━━ RECORDS TO PROCESS

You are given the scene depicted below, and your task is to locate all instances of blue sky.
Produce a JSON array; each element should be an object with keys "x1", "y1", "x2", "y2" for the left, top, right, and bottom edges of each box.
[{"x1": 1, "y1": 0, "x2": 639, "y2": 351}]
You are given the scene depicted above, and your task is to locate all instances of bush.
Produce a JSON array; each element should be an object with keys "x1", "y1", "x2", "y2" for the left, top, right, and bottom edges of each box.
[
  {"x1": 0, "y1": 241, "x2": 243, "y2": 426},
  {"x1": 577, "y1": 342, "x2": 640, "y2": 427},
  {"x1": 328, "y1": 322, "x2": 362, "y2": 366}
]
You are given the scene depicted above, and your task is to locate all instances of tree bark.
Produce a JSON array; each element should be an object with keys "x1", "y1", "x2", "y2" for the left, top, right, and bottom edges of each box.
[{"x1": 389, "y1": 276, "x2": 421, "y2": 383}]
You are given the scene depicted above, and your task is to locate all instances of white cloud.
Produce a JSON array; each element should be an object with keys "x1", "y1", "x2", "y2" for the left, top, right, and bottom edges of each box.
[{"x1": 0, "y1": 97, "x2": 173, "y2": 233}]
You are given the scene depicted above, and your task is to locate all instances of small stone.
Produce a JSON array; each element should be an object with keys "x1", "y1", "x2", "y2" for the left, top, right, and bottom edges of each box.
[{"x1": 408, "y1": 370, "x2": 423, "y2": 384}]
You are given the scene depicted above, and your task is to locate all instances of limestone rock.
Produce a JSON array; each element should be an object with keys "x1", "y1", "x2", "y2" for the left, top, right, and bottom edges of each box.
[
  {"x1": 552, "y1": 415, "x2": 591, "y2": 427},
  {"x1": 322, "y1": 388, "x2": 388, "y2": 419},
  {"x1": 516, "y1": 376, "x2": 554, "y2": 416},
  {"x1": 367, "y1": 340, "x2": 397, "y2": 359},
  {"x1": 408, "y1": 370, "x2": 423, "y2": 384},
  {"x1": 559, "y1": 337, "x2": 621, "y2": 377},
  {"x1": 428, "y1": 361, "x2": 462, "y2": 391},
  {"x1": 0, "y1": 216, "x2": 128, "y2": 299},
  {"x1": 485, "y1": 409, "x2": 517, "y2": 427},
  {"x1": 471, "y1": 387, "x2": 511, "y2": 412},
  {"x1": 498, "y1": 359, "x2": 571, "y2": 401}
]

━━━━

__EXERCISE DETAILS__. Exact transcription of the listing is needed, with no line left out.

__SOLUTION TO THIS PROBLEM__.
You are given the scene depicted below, and your task is to locate all instances of blue sky.
Produce a JSON array; each element should be an object with keys "x1", "y1", "x2", "y2" for the left, top, right, and bottom edges of each box.
[{"x1": 1, "y1": 0, "x2": 639, "y2": 351}]
You are given the scene depicted above, and your task is to locate all instances of bush.
Produce a JSON array; each element should be an object with keys "x1", "y1", "x2", "y2" for the left, top, right, and bottom edges of each box.
[
  {"x1": 0, "y1": 241, "x2": 243, "y2": 426},
  {"x1": 577, "y1": 342, "x2": 640, "y2": 427},
  {"x1": 328, "y1": 322, "x2": 362, "y2": 366}
]
You are given the scene depicted above, and your task is to locate all instances of tree bark.
Produce a JSON array; each element should be an object with keys "x1", "y1", "x2", "y2" for the left, top, right, and bottom edges of each box.
[{"x1": 389, "y1": 276, "x2": 421, "y2": 383}]
You are given the scene depicted above, and your task is to locate all instances of white cloud.
Produce a JSON array; each element should be an object with keys "x1", "y1", "x2", "y2" for the left, top, right, and bottom edges of each box.
[{"x1": 0, "y1": 97, "x2": 173, "y2": 233}]
You are given the scene depicted above, and your task is to locate all instances of small stone.
Produce a JSON array; each element should be an object with keys "x1", "y1", "x2", "y2" for the left, top, right, and bottom edges of each box.
[{"x1": 408, "y1": 370, "x2": 423, "y2": 384}]
You are given the scene depicted above, and your task is to locate all instances of limestone rock.
Produce a JSON array; each element should be an object with keys "x1", "y1", "x2", "y2" for the left, top, right, and bottom edges of each box.
[
  {"x1": 552, "y1": 415, "x2": 591, "y2": 427},
  {"x1": 322, "y1": 388, "x2": 388, "y2": 419},
  {"x1": 516, "y1": 376, "x2": 554, "y2": 416},
  {"x1": 367, "y1": 340, "x2": 397, "y2": 359},
  {"x1": 408, "y1": 370, "x2": 423, "y2": 384},
  {"x1": 559, "y1": 337, "x2": 621, "y2": 377},
  {"x1": 428, "y1": 361, "x2": 462, "y2": 391},
  {"x1": 0, "y1": 216, "x2": 128, "y2": 299},
  {"x1": 485, "y1": 409, "x2": 517, "y2": 427},
  {"x1": 471, "y1": 387, "x2": 511, "y2": 412},
  {"x1": 498, "y1": 359, "x2": 571, "y2": 401}
]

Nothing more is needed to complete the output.